» Directions: Rewrite every line of the entries below as a numbered list, leaving out any blank lines.

» Entries:

***

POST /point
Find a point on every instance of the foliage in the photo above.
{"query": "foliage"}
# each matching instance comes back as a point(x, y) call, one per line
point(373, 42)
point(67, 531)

***

» Task answer:
1. POST /point
2. Find a point on every instance of the foliage in the photo above.
3. {"query": "foliage"}
4. # each matching instance comes back as a point(x, y) call, one per line
5. point(373, 42)
6. point(67, 531)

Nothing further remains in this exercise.